__What this exercise asks__
A. In the post on tough love below, what does the writer guarantee will happen if a child ends up on the streets?
B. For each statement, say whether it agrees with the post on tough love below, and quote the words from the post that decide it: (i) The writer's son embraced recovery after the writer applied tough love. (ii) The writer says tough love guarantees that a child will find sobriety. (iii) The writer liked the times when the son was out of the home.

__Excerpt to read__
Reposted from: Addiction Journal: The Guarantees of Addiction/Recovery
The Guarantees of addiction/ recovery
October 31, 2012
Their advice is intellectually sound, yet you feel it is unloving and cold. The advice goes against everything you did as a parent prior to your child’s addiction. You study these parents and see their children found recovery, thus they must know something. You begin to follow their advice and your child is asked to choose between a drug free life and life on the streets.
One fact of addiction that I will guarantee if your child ends up on the streets is that it will be the most painful period in your life.
Tough love is tough on the family as well. Your mind will race relentlessly to dark places. Projection will tear at your heart. I hated those times when my son was out of my home. Thinking of those dark times still brings episodes of post traumatic stress.
A parent who I think has a great mind for parent recovery reminded me yesterday in a comment she made at this blog is that there exists no guarantee of recovery if we apply tough love.
She reminded me that I am lucky that my son embraced recovery after I applied tough love. I appreciate both her words and how lucky my family is. She is a wise advisor. I never take for granted that he is currently in recovery.
My recovery friend is correct; there are no guarantees your child will find sobriety if you practice tough love in your home.

__Source material__
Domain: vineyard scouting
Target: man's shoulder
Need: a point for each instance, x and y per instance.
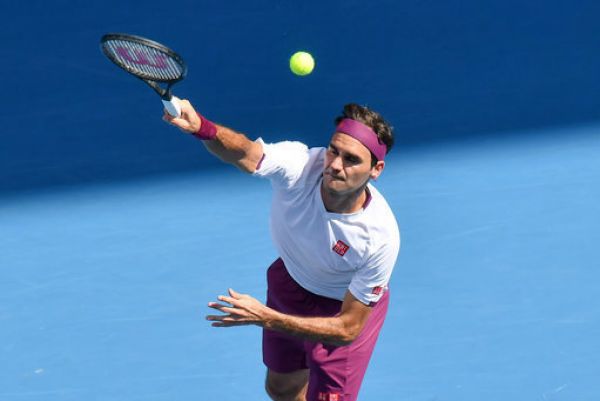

__Answers for the tasks__
A. It will be the most painful period in the parent's life.

B.
(i) Yes: "my son embraced recovery after I applied tough love"
(ii) No: "there are no guarantees your child will find sobriety if you practice tough love in your home"
(iii) No: "I hated those times when my son was out of my home"